======== DATA ========

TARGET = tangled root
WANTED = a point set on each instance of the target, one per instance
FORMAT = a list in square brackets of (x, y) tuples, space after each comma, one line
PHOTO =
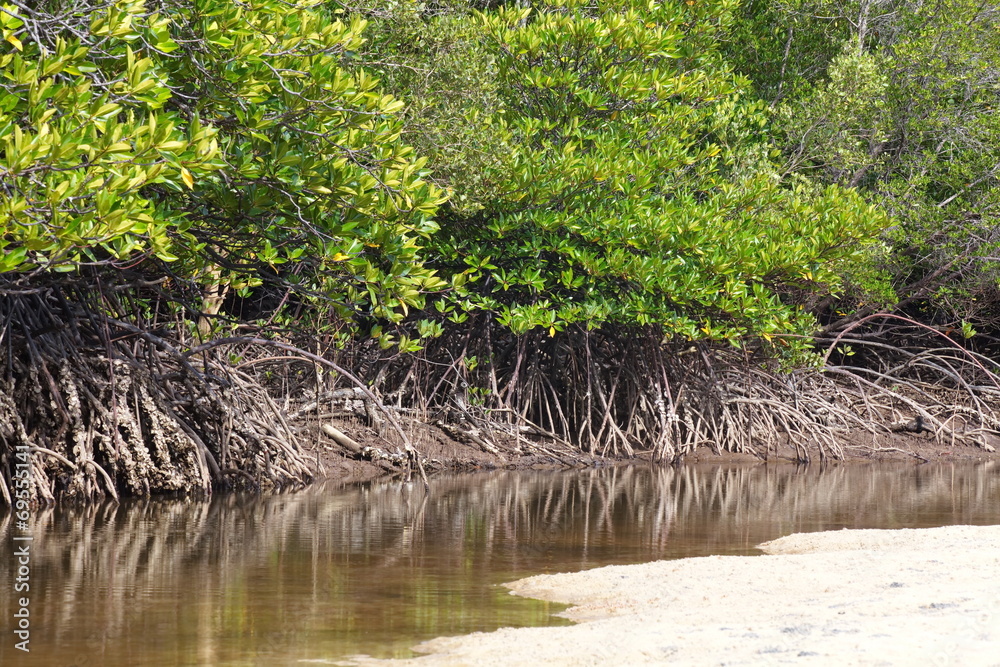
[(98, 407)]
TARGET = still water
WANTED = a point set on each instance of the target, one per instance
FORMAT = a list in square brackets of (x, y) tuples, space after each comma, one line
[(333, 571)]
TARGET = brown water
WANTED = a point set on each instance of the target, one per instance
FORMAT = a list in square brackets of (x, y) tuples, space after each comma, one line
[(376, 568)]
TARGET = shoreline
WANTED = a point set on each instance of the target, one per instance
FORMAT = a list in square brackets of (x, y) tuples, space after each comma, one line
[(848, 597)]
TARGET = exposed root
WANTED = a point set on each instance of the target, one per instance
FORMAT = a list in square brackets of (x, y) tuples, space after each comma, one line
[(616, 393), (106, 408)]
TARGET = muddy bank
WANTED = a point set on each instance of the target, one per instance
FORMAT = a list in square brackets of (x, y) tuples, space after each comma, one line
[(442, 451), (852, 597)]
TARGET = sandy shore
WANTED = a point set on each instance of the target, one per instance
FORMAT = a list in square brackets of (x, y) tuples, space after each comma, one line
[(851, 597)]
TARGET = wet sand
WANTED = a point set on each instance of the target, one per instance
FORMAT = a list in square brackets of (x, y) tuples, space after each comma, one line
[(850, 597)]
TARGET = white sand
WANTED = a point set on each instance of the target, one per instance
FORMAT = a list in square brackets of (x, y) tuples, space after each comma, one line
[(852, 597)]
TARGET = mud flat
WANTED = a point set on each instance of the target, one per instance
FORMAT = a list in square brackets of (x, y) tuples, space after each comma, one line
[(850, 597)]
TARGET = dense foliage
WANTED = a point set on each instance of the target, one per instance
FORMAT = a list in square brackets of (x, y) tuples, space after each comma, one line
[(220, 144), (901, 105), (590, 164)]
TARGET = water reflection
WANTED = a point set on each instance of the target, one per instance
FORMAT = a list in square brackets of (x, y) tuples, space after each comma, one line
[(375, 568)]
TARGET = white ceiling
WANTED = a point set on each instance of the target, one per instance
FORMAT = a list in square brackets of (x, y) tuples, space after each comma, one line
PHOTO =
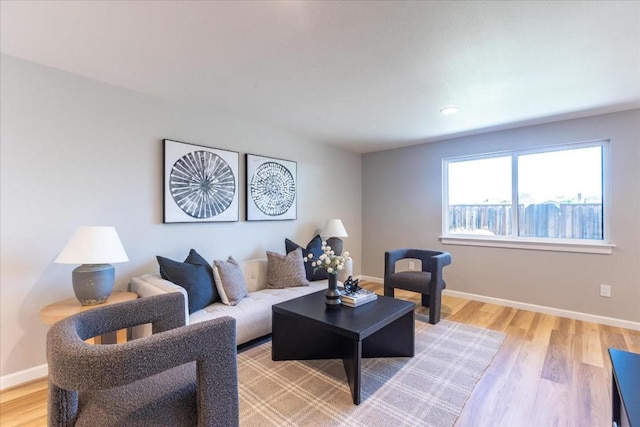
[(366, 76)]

========

EXERCISE DETAILS:
Quote every line of the records above exactly; no picture is to be copied.

EXERCISE RESPONSE:
TARGET = tangled root
WANTED = a point set on each instance of the target, one per instance
FORMAT = a list in square brackets of (x, y) tuples, space after each comma, one line
PHOTO =
[(98, 407)]
TARGET = still water
WANTED = a point set on each instance of the target, one per instance
FORMAT = a list in square brackets of (x, y) tuples, space after each comma, one line
[(333, 571)]
TARGET = brown water
WANTED = a point set on each instance of the target, one per instance
FORMAT = a list in square brackets of (x, y) tuples, space after each comma, one line
[(376, 568)]
TARGET = shoreline
WANTED = a point set on each instance of the target, one per instance
FORMAT = a list in square brackets of (x, y) tuples, space after each comma, one line
[(848, 597)]
TARGET = exposed root
WANTED = a point set on each instance of the target, one per instance
FORMAT = a list in square brackets of (x, y) tuples, space after each comma, one line
[(616, 393), (106, 408)]
TARGET = muddy bank
WANTED = a point set on each instance of the target, one per instance
FORMAT = a list in square brackets of (x, y) tuples, space after each comma, one line
[(442, 451), (852, 597)]
TARGET = sandy shore
WANTED = a point set on each instance of the target, one per instance
FORMAT = a list in square brackets of (x, y) tuples, space after each comma, one line
[(851, 597)]
TARGET = wet sand
WANTED = a point set on each instance of the target, one per instance
FORMAT = a list in square brackets of (x, y) tuples, space after each comma, one line
[(850, 597)]
TARGET = white sand
WANTED = a point set on each instance of the target, one per instance
FORMAT = a list in square brackets of (x, y) tuples, space after each comma, one line
[(852, 597)]
TARGET = mud flat
WANTED = a point set on each instance of the target, one per instance
FORMAT = a list in square brackets of (x, y) tuples, space after each comma, one line
[(850, 597)]
TARGET = dense foliage
WANTED = a point set on each instance of the target, one per instance
FORMAT = a list in square brackets of (x, y) tuples, space after each comma, one line
[(220, 144), (901, 105), (590, 164)]
TARGET = water reflection
WANTED = a point set on each instance of the target, one per instance
FORMAT = a list in square brackets of (x, y) tuples, space after each comma, one line
[(375, 568)]
TARGET = white ceiling
WANTED = a point set on each instance of the target, one per instance
FORMAT = a list in square brackets of (x, y) tuples, space after each comma, one line
PHOTO =
[(366, 76)]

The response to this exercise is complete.